--- Objective ---
Copy all of the material below word for word, changing nothing.

(Records from a point-labeling set)
==================================================
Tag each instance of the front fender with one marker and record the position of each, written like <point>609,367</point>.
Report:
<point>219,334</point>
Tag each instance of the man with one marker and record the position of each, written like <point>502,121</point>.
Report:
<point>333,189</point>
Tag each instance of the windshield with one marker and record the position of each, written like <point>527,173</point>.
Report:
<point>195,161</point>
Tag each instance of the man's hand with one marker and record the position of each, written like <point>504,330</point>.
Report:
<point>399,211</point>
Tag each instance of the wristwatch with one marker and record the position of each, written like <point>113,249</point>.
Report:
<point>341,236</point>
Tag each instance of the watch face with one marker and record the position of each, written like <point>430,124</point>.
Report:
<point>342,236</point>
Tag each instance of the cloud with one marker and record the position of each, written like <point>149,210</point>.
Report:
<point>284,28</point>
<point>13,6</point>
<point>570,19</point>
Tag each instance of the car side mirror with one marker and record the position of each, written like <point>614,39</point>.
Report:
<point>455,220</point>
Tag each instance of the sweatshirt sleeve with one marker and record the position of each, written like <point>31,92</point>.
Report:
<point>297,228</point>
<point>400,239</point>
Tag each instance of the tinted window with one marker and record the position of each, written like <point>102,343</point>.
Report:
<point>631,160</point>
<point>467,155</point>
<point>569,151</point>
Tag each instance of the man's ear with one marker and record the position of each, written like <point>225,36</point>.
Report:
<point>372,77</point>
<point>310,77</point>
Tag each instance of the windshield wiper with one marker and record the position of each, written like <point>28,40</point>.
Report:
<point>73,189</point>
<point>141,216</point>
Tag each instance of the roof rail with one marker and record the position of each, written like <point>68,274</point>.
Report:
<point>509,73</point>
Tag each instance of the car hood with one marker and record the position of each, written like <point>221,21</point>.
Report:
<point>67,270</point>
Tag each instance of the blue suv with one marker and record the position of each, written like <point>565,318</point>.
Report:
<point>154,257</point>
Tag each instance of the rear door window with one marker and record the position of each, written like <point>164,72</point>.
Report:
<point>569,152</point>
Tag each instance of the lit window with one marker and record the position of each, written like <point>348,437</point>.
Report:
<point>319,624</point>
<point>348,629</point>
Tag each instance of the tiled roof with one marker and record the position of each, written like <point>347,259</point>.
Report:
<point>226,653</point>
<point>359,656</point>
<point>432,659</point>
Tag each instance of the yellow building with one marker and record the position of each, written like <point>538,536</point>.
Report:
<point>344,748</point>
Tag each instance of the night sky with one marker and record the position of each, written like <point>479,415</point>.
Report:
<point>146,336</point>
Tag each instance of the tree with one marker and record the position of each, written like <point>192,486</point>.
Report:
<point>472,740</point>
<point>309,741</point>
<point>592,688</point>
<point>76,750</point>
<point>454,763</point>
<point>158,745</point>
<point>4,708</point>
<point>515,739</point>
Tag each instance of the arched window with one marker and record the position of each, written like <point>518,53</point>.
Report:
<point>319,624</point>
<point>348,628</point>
==================================================
--- Correct result ---
Tag each instance of the front fender with one marker and record the position of each, written like <point>609,367</point>.
Report:
<point>219,334</point>
Tag each instance of the man with one marker and record the position of each, written like <point>502,121</point>.
Report:
<point>333,189</point>
Tag each instance of the windshield with one marker and record the position of each, written like <point>527,173</point>.
Report:
<point>195,161</point>
Tag each instance of the man's hand with one marker and record the position of each, written like <point>504,330</point>.
Report:
<point>399,211</point>
Tag each instance of the wristwatch with one marker and record the position of each, written like <point>113,249</point>.
Report:
<point>341,236</point>
Tag each instance of the watch face with one marker and record the position of each, written like <point>430,124</point>.
Report:
<point>342,236</point>
Tag each instance of the cloud with one marker and record the position of each, written like <point>149,210</point>.
Report:
<point>284,28</point>
<point>13,6</point>
<point>570,19</point>
Tag each instance of the car side mirror with one marker and record the position of each, written like <point>614,39</point>.
Report:
<point>455,220</point>
Tag each instance of the sweatshirt sleeve with one marker and record the position of each, written like <point>31,92</point>.
Report:
<point>297,228</point>
<point>400,239</point>
Tag each instance of the tinted window with one marker and record the position of each, written like <point>102,343</point>.
Report:
<point>631,160</point>
<point>467,155</point>
<point>569,151</point>
Tag each instance of the man's ear with one marker and record the position of each, written like <point>225,36</point>.
Report:
<point>372,77</point>
<point>310,77</point>
Tag each instance of the windshield wiper with one marker and record the position of each, written like <point>28,40</point>.
Report:
<point>73,189</point>
<point>141,216</point>
Tag each instance of the roof rail with one marker and record the position of each, written like <point>68,274</point>.
Report:
<point>509,73</point>
Tag each instance of the car hood with one marker and record the position of each, written like <point>221,21</point>.
Report:
<point>67,270</point>
Tag each instance of the blue suv with one marker and record the position of each, written like <point>565,318</point>.
Report:
<point>154,257</point>
Tag each instance of the rear door window with one marker and record the position of each, written like <point>164,72</point>.
Report:
<point>569,152</point>
Tag each instance of the lit window with one marker and record the position of each, written like <point>348,437</point>.
Report:
<point>319,624</point>
<point>348,629</point>
Tag each instance of the tiled roof with one marker and record the position of each, written like <point>347,259</point>.
Report:
<point>226,653</point>
<point>359,656</point>
<point>432,659</point>
Tag each instance of the yellow building with one marker and record the position of each, written like <point>538,536</point>.
Report:
<point>344,748</point>
Tag each instance of the night sky with one marker and record the position of each, written like <point>479,415</point>.
Report:
<point>146,336</point>
Tag each instance of the tree with one marker and record the position of each, written like <point>192,486</point>.
Report:
<point>472,740</point>
<point>309,741</point>
<point>592,688</point>
<point>76,750</point>
<point>454,763</point>
<point>158,745</point>
<point>4,708</point>
<point>515,739</point>
Tag each instance of the arched window with one marker and record the position of each, written like <point>518,53</point>.
Report:
<point>319,624</point>
<point>348,628</point>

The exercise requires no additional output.